ANGEZEIGTER TEXTAUSZUG:
——————————

In den vergangenen Monaten konnte man den Medien entnehmen, dass die Schweiz künftig mit Engpässen in der Stromversorgung zu rechnen hat. Laut einem Bericht zur Versorgungssicherheit könnte der Schweiz ab 2025 im schlimmsten Fall zu wenig Strom zur Verfügung stehen, liess der Bundesrat neulich vermelden. Die Begriffe «Ausstieg aus dem Atomstrom, Dekarbonisierung, Wärmepumpen, Elektroautos und Digitalisierung» sind ständige Begleiter geworden. Müssen wir uns Sorgen machen um die Stromversorgung?
Weiterhin hoher Stromverbrauch in der Schweiz
Elektrischer Strom macht rund einen Viertel der insgesamt in der Schweiz verbrauchten Energie aus. Im Jahr 2020 wurden knapp 55,7 Terawattstunden Strom verbraucht. Unser Alltag hängt im Privaten wie im Beruflichen von einer zuverlässigen Stromversorgung ab. Anfang der 2000er-Jahre stieg der Stromverbrauch deutlich an. Wurden im Jahr 2000 insgesamt 52 TWh Strom verbraucht, waren es 2020 schon 55,7 TWh. Zwar haben in den letzten Jahren Wirtschafts- und Bevölkerungswachstum den Stromverbrauch gesteigert. Dies wurde aber durch Effizienzmassnahmen in verschiedenen Bereichen kompensiert. So blieb der Verbrauch in den letzten Jahren stabil, während der Pro-Kopf-Verbrauch gar einen Rückgang verzeichnet.
Produktion und Lieferungen
Gemäss Bundesamt für Energie wird in der Schweiz Strom zu 58,1% aus Wasserkraft, zu 32,9% aus Kernkraft, zu 2,3% aus fossilen und knapp 6,7% aus neuen erneuerbaren Energien produziert (Schweizer Produktionsmix 2020). An die heimischen Stromverbraucher wird aber nicht nur Strom aus Schweizer Produktion geliefert. Es herrscht ein reger Handel mit dem Ausland, bei dem Strom exportiert und importiert wird. Deshalb stimmt der Schweizer Produktionsmix nicht mit der durchschnittlichen Zusammensetzung des gelieferten Stroms (= Schweizer Liefermix) überein.
Um über den Liefermix jedes Stromversorgers Transparenz zu schaffen und den Konsumenten so einen informierten Entscheid für ein bestimmtes Stromprodukt zu ermöglichen, sind die schweizerischen Stromversorgungsunternehmen seit 2005 gesetzlich verpflichtet, Herkunft und Zusammensetzung des gelieferten Stroms offenzulegen. Mit dem Aus des Rahmenabkommens mit der EU gibt es auch keine Stromabkommen mehr. Die Lichter dürften in der Schweiz auch in Zukunft nicht ausgehen, meint Renato Tami, Geschäftsführer der Eidgenössischen Elektrizitätskommission ElCom, die die Stromversorgung der Schweiz überwacht. Ohne dieses Stromabkommen wird die Zusammenarbeit aufwändiger. Es wird schwieriger, die Netzsicherheit aufrechtzuerhalten. Swissgrid ist für die Netzsicherheit zuständig und es wird für sie zusätzliche Kosten bringen.

——————————

GESTELLTE AUFGABE 1:
Übernimm sämtliche Zeilen aus den unten folgenden Einträgen wortgetreu und lass die Bilder in deiner Ausgabe weg.

——————————

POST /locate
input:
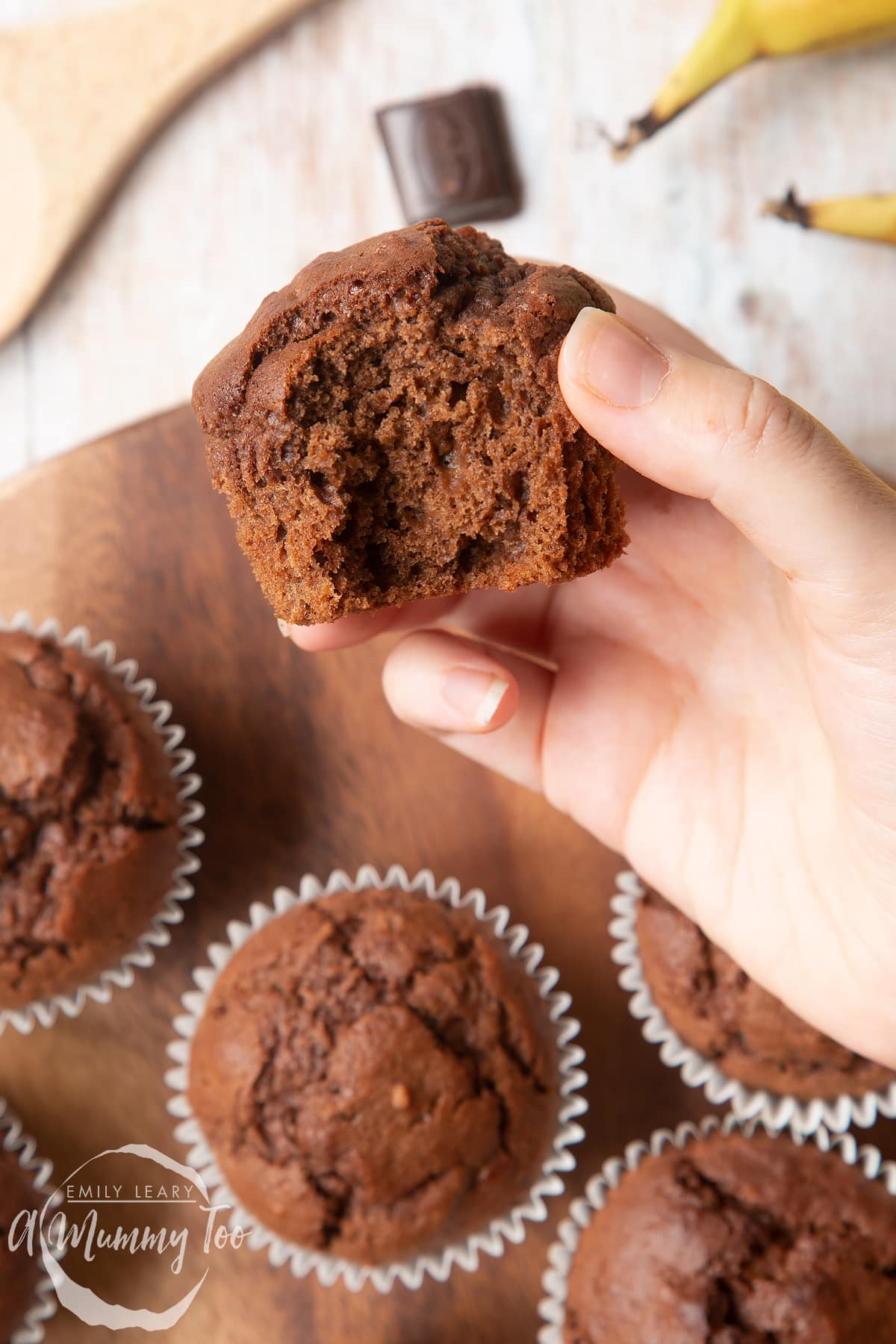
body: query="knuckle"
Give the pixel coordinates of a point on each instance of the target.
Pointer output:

——————————

GESTELLTE AUFGABE 2:
Wie hoch war laut dem Text zur Schweizer Stromversorgung der Anteil der Wasserkraft am Produktionsmix 2020?

VOLLSTÄNDIGE AUSGABE 1:
POST /locate
input:
body: query="knuckle"
Give the pixel coordinates of a point on each instance of the target.
Pointer output:

VOLLSTÄNDIGE AUSGABE 2:
58,1 %